START EXCERPTED RECORDS

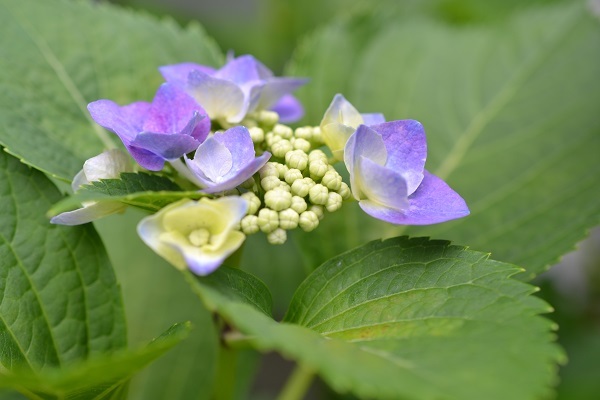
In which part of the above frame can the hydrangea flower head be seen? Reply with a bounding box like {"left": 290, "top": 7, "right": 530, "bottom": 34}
{"left": 320, "top": 94, "right": 385, "bottom": 160}
{"left": 160, "top": 54, "right": 308, "bottom": 124}
{"left": 185, "top": 126, "right": 271, "bottom": 193}
{"left": 88, "top": 83, "right": 210, "bottom": 171}
{"left": 344, "top": 121, "right": 469, "bottom": 225}
{"left": 50, "top": 149, "right": 133, "bottom": 225}
{"left": 137, "top": 197, "right": 248, "bottom": 275}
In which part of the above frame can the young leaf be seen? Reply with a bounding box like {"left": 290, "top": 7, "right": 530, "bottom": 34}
{"left": 189, "top": 237, "right": 563, "bottom": 400}
{"left": 0, "top": 0, "right": 222, "bottom": 181}
{"left": 288, "top": 2, "right": 600, "bottom": 279}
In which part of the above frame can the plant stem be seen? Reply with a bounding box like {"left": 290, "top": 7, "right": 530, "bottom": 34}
{"left": 276, "top": 363, "right": 315, "bottom": 400}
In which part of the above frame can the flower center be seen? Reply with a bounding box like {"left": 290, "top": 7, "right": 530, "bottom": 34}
{"left": 188, "top": 228, "right": 211, "bottom": 247}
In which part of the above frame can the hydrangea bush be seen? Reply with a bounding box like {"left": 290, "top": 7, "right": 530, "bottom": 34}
{"left": 0, "top": 0, "right": 599, "bottom": 399}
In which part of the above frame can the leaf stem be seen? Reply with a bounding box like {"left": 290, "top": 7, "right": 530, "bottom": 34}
{"left": 276, "top": 363, "right": 315, "bottom": 400}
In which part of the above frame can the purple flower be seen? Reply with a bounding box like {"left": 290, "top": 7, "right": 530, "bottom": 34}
{"left": 159, "top": 55, "right": 308, "bottom": 124}
{"left": 344, "top": 121, "right": 469, "bottom": 225}
{"left": 88, "top": 83, "right": 210, "bottom": 171}
{"left": 184, "top": 126, "right": 271, "bottom": 193}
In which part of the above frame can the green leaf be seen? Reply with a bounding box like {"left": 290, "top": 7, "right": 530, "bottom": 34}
{"left": 288, "top": 2, "right": 600, "bottom": 278}
{"left": 0, "top": 322, "right": 190, "bottom": 399}
{"left": 190, "top": 237, "right": 563, "bottom": 400}
{"left": 0, "top": 0, "right": 222, "bottom": 181}
{"left": 48, "top": 173, "right": 207, "bottom": 216}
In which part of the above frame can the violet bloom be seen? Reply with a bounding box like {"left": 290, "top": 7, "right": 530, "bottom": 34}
{"left": 88, "top": 83, "right": 210, "bottom": 171}
{"left": 184, "top": 126, "right": 271, "bottom": 193}
{"left": 344, "top": 121, "right": 469, "bottom": 225}
{"left": 159, "top": 55, "right": 308, "bottom": 124}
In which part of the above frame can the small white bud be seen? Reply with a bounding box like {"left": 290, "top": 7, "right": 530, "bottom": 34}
{"left": 257, "top": 208, "right": 279, "bottom": 233}
{"left": 285, "top": 150, "right": 309, "bottom": 170}
{"left": 338, "top": 182, "right": 352, "bottom": 200}
{"left": 293, "top": 138, "right": 311, "bottom": 153}
{"left": 299, "top": 211, "right": 319, "bottom": 232}
{"left": 290, "top": 196, "right": 308, "bottom": 214}
{"left": 309, "top": 205, "right": 325, "bottom": 220}
{"left": 249, "top": 126, "right": 265, "bottom": 143}
{"left": 259, "top": 162, "right": 279, "bottom": 179}
{"left": 291, "top": 177, "right": 316, "bottom": 197}
{"left": 259, "top": 110, "right": 279, "bottom": 127}
{"left": 267, "top": 228, "right": 287, "bottom": 245}
{"left": 308, "top": 149, "right": 328, "bottom": 162}
{"left": 273, "top": 124, "right": 293, "bottom": 139}
{"left": 322, "top": 170, "right": 342, "bottom": 191}
{"left": 241, "top": 215, "right": 260, "bottom": 234}
{"left": 325, "top": 192, "right": 343, "bottom": 212}
{"left": 271, "top": 139, "right": 293, "bottom": 158}
{"left": 261, "top": 176, "right": 282, "bottom": 191}
{"left": 309, "top": 184, "right": 329, "bottom": 205}
{"left": 264, "top": 188, "right": 292, "bottom": 211}
{"left": 279, "top": 208, "right": 300, "bottom": 230}
{"left": 294, "top": 126, "right": 313, "bottom": 140}
{"left": 309, "top": 160, "right": 329, "bottom": 180}
{"left": 241, "top": 192, "right": 261, "bottom": 215}
{"left": 284, "top": 168, "right": 304, "bottom": 185}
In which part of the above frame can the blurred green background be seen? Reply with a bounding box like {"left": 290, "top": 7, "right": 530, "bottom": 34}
{"left": 93, "top": 0, "right": 600, "bottom": 399}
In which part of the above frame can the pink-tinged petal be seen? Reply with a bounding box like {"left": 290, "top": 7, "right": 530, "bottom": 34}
{"left": 142, "top": 83, "right": 210, "bottom": 141}
{"left": 356, "top": 157, "right": 409, "bottom": 211}
{"left": 255, "top": 77, "right": 309, "bottom": 111}
{"left": 131, "top": 131, "right": 201, "bottom": 161}
{"left": 361, "top": 113, "right": 385, "bottom": 126}
{"left": 212, "top": 126, "right": 255, "bottom": 167}
{"left": 188, "top": 70, "right": 247, "bottom": 122}
{"left": 371, "top": 120, "right": 427, "bottom": 195}
{"left": 127, "top": 146, "right": 165, "bottom": 171}
{"left": 88, "top": 100, "right": 150, "bottom": 144}
{"left": 360, "top": 170, "right": 469, "bottom": 225}
{"left": 159, "top": 62, "right": 216, "bottom": 86}
{"left": 201, "top": 152, "right": 271, "bottom": 194}
{"left": 215, "top": 54, "right": 263, "bottom": 84}
{"left": 271, "top": 94, "right": 305, "bottom": 123}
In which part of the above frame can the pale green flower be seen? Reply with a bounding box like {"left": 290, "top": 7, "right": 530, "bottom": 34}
{"left": 137, "top": 197, "right": 247, "bottom": 275}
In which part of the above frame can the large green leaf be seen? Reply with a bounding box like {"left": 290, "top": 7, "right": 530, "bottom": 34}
{"left": 0, "top": 0, "right": 222, "bottom": 181}
{"left": 190, "top": 237, "right": 562, "bottom": 400}
{"left": 288, "top": 2, "right": 600, "bottom": 278}
{"left": 0, "top": 151, "right": 125, "bottom": 393}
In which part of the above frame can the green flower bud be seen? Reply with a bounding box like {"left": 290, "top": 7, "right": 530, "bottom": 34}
{"left": 267, "top": 228, "right": 287, "bottom": 245}
{"left": 311, "top": 126, "right": 324, "bottom": 144}
{"left": 240, "top": 177, "right": 257, "bottom": 190}
{"left": 285, "top": 150, "right": 309, "bottom": 170}
{"left": 338, "top": 182, "right": 352, "bottom": 200}
{"left": 277, "top": 181, "right": 292, "bottom": 192}
{"left": 284, "top": 168, "right": 304, "bottom": 185}
{"left": 259, "top": 110, "right": 279, "bottom": 127}
{"left": 265, "top": 132, "right": 282, "bottom": 147}
{"left": 309, "top": 204, "right": 325, "bottom": 220}
{"left": 309, "top": 160, "right": 329, "bottom": 180}
{"left": 294, "top": 126, "right": 313, "bottom": 140}
{"left": 260, "top": 162, "right": 279, "bottom": 179}
{"left": 290, "top": 196, "right": 308, "bottom": 213}
{"left": 322, "top": 170, "right": 342, "bottom": 191}
{"left": 299, "top": 210, "right": 319, "bottom": 232}
{"left": 279, "top": 208, "right": 300, "bottom": 230}
{"left": 273, "top": 124, "right": 293, "bottom": 139}
{"left": 241, "top": 192, "right": 261, "bottom": 215}
{"left": 249, "top": 126, "right": 265, "bottom": 143}
{"left": 291, "top": 177, "right": 315, "bottom": 197}
{"left": 308, "top": 149, "right": 328, "bottom": 162}
{"left": 240, "top": 118, "right": 258, "bottom": 128}
{"left": 271, "top": 139, "right": 293, "bottom": 158}
{"left": 275, "top": 163, "right": 289, "bottom": 179}
{"left": 325, "top": 192, "right": 343, "bottom": 212}
{"left": 241, "top": 215, "right": 260, "bottom": 234}
{"left": 264, "top": 188, "right": 292, "bottom": 211}
{"left": 261, "top": 176, "right": 282, "bottom": 191}
{"left": 257, "top": 208, "right": 279, "bottom": 233}
{"left": 309, "top": 184, "right": 329, "bottom": 205}
{"left": 293, "top": 138, "right": 311, "bottom": 153}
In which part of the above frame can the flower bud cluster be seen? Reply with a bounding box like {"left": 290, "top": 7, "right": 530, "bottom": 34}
{"left": 234, "top": 121, "right": 349, "bottom": 245}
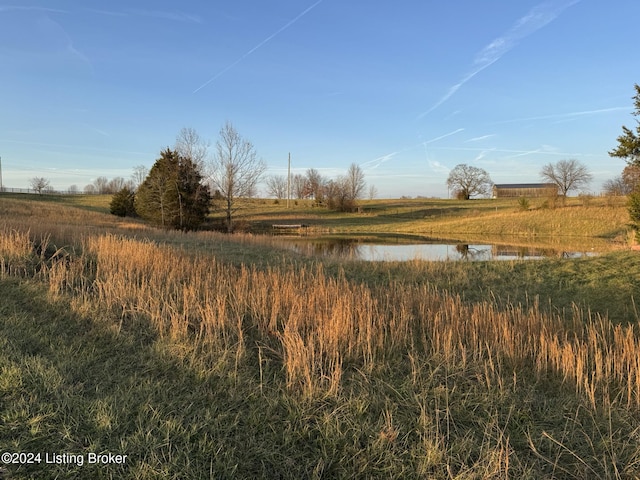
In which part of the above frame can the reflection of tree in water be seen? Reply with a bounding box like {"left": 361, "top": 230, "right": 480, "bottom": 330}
{"left": 287, "top": 237, "right": 595, "bottom": 261}
{"left": 492, "top": 245, "right": 571, "bottom": 259}
{"left": 454, "top": 244, "right": 491, "bottom": 260}
{"left": 308, "top": 239, "right": 362, "bottom": 258}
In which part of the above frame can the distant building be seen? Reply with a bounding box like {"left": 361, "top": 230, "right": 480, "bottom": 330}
{"left": 492, "top": 183, "right": 558, "bottom": 198}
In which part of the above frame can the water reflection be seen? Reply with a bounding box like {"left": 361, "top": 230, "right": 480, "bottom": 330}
{"left": 282, "top": 237, "right": 598, "bottom": 262}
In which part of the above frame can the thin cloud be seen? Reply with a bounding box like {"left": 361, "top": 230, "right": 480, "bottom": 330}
{"left": 125, "top": 9, "right": 201, "bottom": 23}
{"left": 83, "top": 8, "right": 127, "bottom": 18}
{"left": 52, "top": 18, "right": 91, "bottom": 66}
{"left": 474, "top": 149, "right": 497, "bottom": 162}
{"left": 360, "top": 152, "right": 398, "bottom": 169}
{"left": 429, "top": 145, "right": 595, "bottom": 158}
{"left": 10, "top": 13, "right": 92, "bottom": 67}
{"left": 418, "top": 0, "right": 581, "bottom": 119}
{"left": 0, "top": 138, "right": 148, "bottom": 156}
{"left": 193, "top": 0, "right": 322, "bottom": 93}
{"left": 0, "top": 5, "right": 66, "bottom": 14}
{"left": 423, "top": 128, "right": 465, "bottom": 145}
{"left": 85, "top": 125, "right": 110, "bottom": 137}
{"left": 85, "top": 8, "right": 201, "bottom": 23}
{"left": 489, "top": 106, "right": 631, "bottom": 125}
{"left": 429, "top": 161, "right": 450, "bottom": 174}
{"left": 466, "top": 134, "right": 497, "bottom": 143}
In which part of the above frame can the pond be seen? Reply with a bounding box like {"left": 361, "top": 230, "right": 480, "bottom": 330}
{"left": 279, "top": 236, "right": 599, "bottom": 262}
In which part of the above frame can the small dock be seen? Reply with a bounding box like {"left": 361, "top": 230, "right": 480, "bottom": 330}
{"left": 272, "top": 224, "right": 305, "bottom": 230}
{"left": 271, "top": 224, "right": 310, "bottom": 235}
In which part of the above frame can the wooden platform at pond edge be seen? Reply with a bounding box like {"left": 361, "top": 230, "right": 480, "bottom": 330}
{"left": 271, "top": 224, "right": 309, "bottom": 229}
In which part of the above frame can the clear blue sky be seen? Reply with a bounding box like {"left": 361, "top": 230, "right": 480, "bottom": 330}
{"left": 2, "top": 1, "right": 639, "bottom": 198}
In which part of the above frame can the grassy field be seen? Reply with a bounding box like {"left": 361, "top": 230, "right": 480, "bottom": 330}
{"left": 1, "top": 193, "right": 639, "bottom": 479}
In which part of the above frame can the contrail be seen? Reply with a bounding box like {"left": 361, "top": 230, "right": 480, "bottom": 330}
{"left": 489, "top": 106, "right": 630, "bottom": 125}
{"left": 360, "top": 152, "right": 398, "bottom": 169}
{"left": 417, "top": 0, "right": 581, "bottom": 118}
{"left": 193, "top": 0, "right": 322, "bottom": 93}
{"left": 423, "top": 128, "right": 465, "bottom": 145}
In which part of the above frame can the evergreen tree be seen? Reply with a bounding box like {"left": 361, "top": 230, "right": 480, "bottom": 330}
{"left": 628, "top": 190, "right": 640, "bottom": 243}
{"left": 110, "top": 187, "right": 136, "bottom": 217}
{"left": 135, "top": 148, "right": 210, "bottom": 230}
{"left": 609, "top": 84, "right": 640, "bottom": 167}
{"left": 609, "top": 84, "right": 640, "bottom": 242}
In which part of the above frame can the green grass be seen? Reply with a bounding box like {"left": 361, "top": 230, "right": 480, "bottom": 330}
{"left": 215, "top": 196, "right": 629, "bottom": 236}
{"left": 0, "top": 193, "right": 113, "bottom": 213}
{"left": 4, "top": 192, "right": 629, "bottom": 242}
{"left": 1, "top": 193, "right": 639, "bottom": 479}
{"left": 330, "top": 250, "right": 640, "bottom": 325}
{"left": 2, "top": 276, "right": 640, "bottom": 479}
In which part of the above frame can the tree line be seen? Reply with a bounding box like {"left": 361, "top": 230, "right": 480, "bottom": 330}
{"left": 266, "top": 164, "right": 366, "bottom": 211}
{"left": 30, "top": 83, "right": 640, "bottom": 238}
{"left": 110, "top": 122, "right": 369, "bottom": 232}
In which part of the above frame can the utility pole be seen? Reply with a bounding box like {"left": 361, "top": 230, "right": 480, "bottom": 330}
{"left": 0, "top": 155, "right": 3, "bottom": 192}
{"left": 287, "top": 152, "right": 291, "bottom": 209}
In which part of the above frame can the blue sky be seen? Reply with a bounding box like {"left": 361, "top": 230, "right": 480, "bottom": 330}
{"left": 1, "top": 1, "right": 639, "bottom": 198}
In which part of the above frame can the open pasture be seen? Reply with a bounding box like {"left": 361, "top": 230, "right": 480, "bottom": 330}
{"left": 0, "top": 193, "right": 638, "bottom": 479}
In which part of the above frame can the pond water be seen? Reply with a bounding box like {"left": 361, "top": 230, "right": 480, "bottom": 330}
{"left": 280, "top": 236, "right": 599, "bottom": 262}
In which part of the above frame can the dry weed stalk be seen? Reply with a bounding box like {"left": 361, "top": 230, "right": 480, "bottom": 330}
{"left": 3, "top": 228, "right": 640, "bottom": 408}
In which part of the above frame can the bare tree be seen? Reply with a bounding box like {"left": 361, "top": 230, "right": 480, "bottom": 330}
{"left": 30, "top": 177, "right": 51, "bottom": 194}
{"left": 92, "top": 176, "right": 110, "bottom": 194}
{"left": 208, "top": 122, "right": 266, "bottom": 232}
{"left": 605, "top": 164, "right": 640, "bottom": 196}
{"left": 291, "top": 173, "right": 307, "bottom": 199}
{"left": 265, "top": 175, "right": 288, "bottom": 199}
{"left": 603, "top": 176, "right": 630, "bottom": 196}
{"left": 175, "top": 127, "right": 209, "bottom": 170}
{"left": 368, "top": 184, "right": 378, "bottom": 200}
{"left": 446, "top": 164, "right": 493, "bottom": 200}
{"left": 305, "top": 168, "right": 325, "bottom": 204}
{"left": 345, "top": 163, "right": 366, "bottom": 203}
{"left": 107, "top": 177, "right": 129, "bottom": 194}
{"left": 540, "top": 159, "right": 592, "bottom": 198}
{"left": 324, "top": 176, "right": 355, "bottom": 211}
{"left": 622, "top": 164, "right": 640, "bottom": 192}
{"left": 131, "top": 165, "right": 149, "bottom": 189}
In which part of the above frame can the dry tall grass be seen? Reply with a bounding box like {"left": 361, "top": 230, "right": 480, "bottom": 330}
{"left": 2, "top": 197, "right": 640, "bottom": 476}
{"left": 3, "top": 230, "right": 632, "bottom": 410}
{"left": 0, "top": 225, "right": 32, "bottom": 276}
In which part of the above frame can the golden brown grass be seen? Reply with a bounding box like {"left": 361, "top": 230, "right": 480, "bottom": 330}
{"left": 7, "top": 231, "right": 628, "bottom": 410}
{"left": 219, "top": 195, "right": 630, "bottom": 243}
{"left": 1, "top": 194, "right": 639, "bottom": 477}
{"left": 1, "top": 195, "right": 638, "bottom": 408}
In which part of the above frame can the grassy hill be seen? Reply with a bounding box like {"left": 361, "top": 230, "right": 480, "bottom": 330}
{"left": 0, "top": 193, "right": 638, "bottom": 479}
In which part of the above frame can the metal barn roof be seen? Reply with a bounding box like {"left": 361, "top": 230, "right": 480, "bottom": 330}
{"left": 493, "top": 183, "right": 556, "bottom": 189}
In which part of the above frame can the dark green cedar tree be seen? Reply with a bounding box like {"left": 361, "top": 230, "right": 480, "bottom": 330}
{"left": 109, "top": 186, "right": 136, "bottom": 217}
{"left": 135, "top": 148, "right": 210, "bottom": 230}
{"left": 609, "top": 84, "right": 640, "bottom": 167}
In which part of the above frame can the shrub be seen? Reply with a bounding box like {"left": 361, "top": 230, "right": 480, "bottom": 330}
{"left": 628, "top": 189, "right": 640, "bottom": 242}
{"left": 579, "top": 192, "right": 594, "bottom": 206}
{"left": 110, "top": 187, "right": 136, "bottom": 217}
{"left": 517, "top": 197, "right": 530, "bottom": 211}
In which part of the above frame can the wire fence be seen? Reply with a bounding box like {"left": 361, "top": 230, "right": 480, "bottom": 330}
{"left": 0, "top": 187, "right": 100, "bottom": 195}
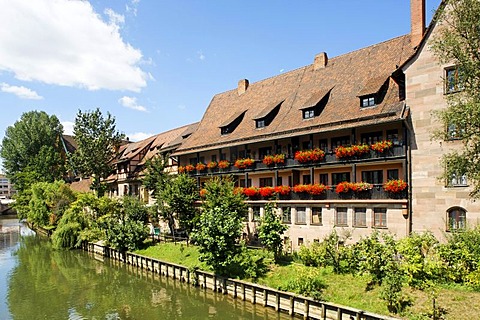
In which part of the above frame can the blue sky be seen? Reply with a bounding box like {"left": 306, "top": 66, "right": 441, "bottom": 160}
{"left": 0, "top": 0, "right": 441, "bottom": 170}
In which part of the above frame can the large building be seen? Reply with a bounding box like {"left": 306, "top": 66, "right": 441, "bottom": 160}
{"left": 0, "top": 174, "right": 15, "bottom": 199}
{"left": 169, "top": 0, "right": 479, "bottom": 249}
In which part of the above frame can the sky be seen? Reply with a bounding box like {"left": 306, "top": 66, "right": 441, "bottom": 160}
{"left": 0, "top": 0, "right": 442, "bottom": 171}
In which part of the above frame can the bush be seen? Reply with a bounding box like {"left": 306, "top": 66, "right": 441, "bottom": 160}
{"left": 278, "top": 269, "right": 326, "bottom": 300}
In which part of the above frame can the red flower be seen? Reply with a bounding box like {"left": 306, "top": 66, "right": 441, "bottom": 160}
{"left": 274, "top": 185, "right": 291, "bottom": 195}
{"left": 371, "top": 140, "right": 393, "bottom": 153}
{"left": 178, "top": 166, "right": 185, "bottom": 173}
{"left": 195, "top": 163, "right": 206, "bottom": 171}
{"left": 263, "top": 155, "right": 275, "bottom": 166}
{"left": 243, "top": 186, "right": 259, "bottom": 197}
{"left": 273, "top": 154, "right": 286, "bottom": 164}
{"left": 207, "top": 161, "right": 218, "bottom": 169}
{"left": 217, "top": 160, "right": 230, "bottom": 169}
{"left": 293, "top": 184, "right": 309, "bottom": 193}
{"left": 308, "top": 183, "right": 330, "bottom": 195}
{"left": 185, "top": 164, "right": 195, "bottom": 172}
{"left": 384, "top": 179, "right": 407, "bottom": 193}
{"left": 294, "top": 149, "right": 325, "bottom": 163}
{"left": 199, "top": 189, "right": 207, "bottom": 198}
{"left": 335, "top": 144, "right": 370, "bottom": 158}
{"left": 234, "top": 158, "right": 255, "bottom": 169}
{"left": 259, "top": 187, "right": 275, "bottom": 197}
{"left": 335, "top": 181, "right": 352, "bottom": 193}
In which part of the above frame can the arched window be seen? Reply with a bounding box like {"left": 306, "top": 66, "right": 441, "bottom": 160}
{"left": 447, "top": 207, "right": 466, "bottom": 231}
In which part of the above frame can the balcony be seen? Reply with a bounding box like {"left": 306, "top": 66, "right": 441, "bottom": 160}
{"left": 186, "top": 144, "right": 406, "bottom": 177}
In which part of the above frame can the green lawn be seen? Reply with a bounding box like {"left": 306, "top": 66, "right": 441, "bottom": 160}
{"left": 134, "top": 242, "right": 480, "bottom": 319}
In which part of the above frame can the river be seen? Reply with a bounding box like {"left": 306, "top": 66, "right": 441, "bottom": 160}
{"left": 0, "top": 216, "right": 291, "bottom": 320}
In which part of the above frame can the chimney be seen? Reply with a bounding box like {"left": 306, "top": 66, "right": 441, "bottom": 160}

END EXCERPTED RECORDS

_WORK REQUIRED_: Please make your reply exactly the lines from the one containing "In which part of the above frame can the arched" through the end of the entries above, and nothing more.

_EXERCISE RESPONSE_:
In which part of the above frame can the arched window be seen? Reply with a bounding box like {"left": 306, "top": 66, "right": 441, "bottom": 160}
{"left": 447, "top": 207, "right": 466, "bottom": 231}
In which part of the above frame can the balcony be seen? Reply with a bounding box like {"left": 306, "top": 66, "right": 441, "bottom": 160}
{"left": 186, "top": 144, "right": 406, "bottom": 177}
In which part of the above frame can the green lawn be seen? Reply with a bounding box like {"left": 306, "top": 66, "right": 441, "bottom": 160}
{"left": 134, "top": 242, "right": 480, "bottom": 319}
In which part of the above frame can the river be seen? Reply with a bounding box like {"left": 306, "top": 66, "right": 441, "bottom": 160}
{"left": 0, "top": 216, "right": 291, "bottom": 320}
In which part of the above frame can the chimney be seen? Reply with a bounding box like {"left": 306, "top": 66, "right": 441, "bottom": 160}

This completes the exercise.